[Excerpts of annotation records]

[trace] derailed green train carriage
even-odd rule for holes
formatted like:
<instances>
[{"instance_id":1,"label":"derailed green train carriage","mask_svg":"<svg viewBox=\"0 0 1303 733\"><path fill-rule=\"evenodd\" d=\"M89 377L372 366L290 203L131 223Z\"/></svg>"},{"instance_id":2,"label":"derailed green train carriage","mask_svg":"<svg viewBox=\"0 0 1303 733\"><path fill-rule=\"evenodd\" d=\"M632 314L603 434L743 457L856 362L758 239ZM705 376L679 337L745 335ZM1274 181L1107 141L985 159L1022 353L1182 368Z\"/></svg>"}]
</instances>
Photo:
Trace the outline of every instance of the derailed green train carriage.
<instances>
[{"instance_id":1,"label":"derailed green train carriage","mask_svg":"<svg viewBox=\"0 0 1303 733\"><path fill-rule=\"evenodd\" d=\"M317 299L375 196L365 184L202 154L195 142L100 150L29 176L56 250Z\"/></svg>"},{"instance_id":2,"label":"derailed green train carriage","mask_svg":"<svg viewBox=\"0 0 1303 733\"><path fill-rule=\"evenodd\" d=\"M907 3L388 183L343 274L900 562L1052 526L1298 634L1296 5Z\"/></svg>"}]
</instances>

PROBLEM TO SOLVE: Reproduce each of the items above word for word.

WRITTEN SOLUTION:
[trace] derailed green train carriage
even-odd rule for holes
formatted like:
<instances>
[{"instance_id":1,"label":"derailed green train carriage","mask_svg":"<svg viewBox=\"0 0 1303 733\"><path fill-rule=\"evenodd\" d=\"M89 377L372 366L290 203L131 223Z\"/></svg>"},{"instance_id":2,"label":"derailed green train carriage","mask_svg":"<svg viewBox=\"0 0 1303 733\"><path fill-rule=\"evenodd\" d=\"M632 314L603 434L743 457L856 362L758 239ZM705 376L679 337L745 335ZM1274 181L1107 141L985 159L1022 353L1182 368Z\"/></svg>"}]
</instances>
Photo:
Trace the outline of every instance of the derailed green train carriage.
<instances>
[{"instance_id":1,"label":"derailed green train carriage","mask_svg":"<svg viewBox=\"0 0 1303 733\"><path fill-rule=\"evenodd\" d=\"M317 299L375 196L365 184L202 154L195 142L100 150L29 176L56 250Z\"/></svg>"},{"instance_id":2,"label":"derailed green train carriage","mask_svg":"<svg viewBox=\"0 0 1303 733\"><path fill-rule=\"evenodd\" d=\"M907 3L388 183L343 274L900 562L1052 526L1298 634L1296 5Z\"/></svg>"}]
</instances>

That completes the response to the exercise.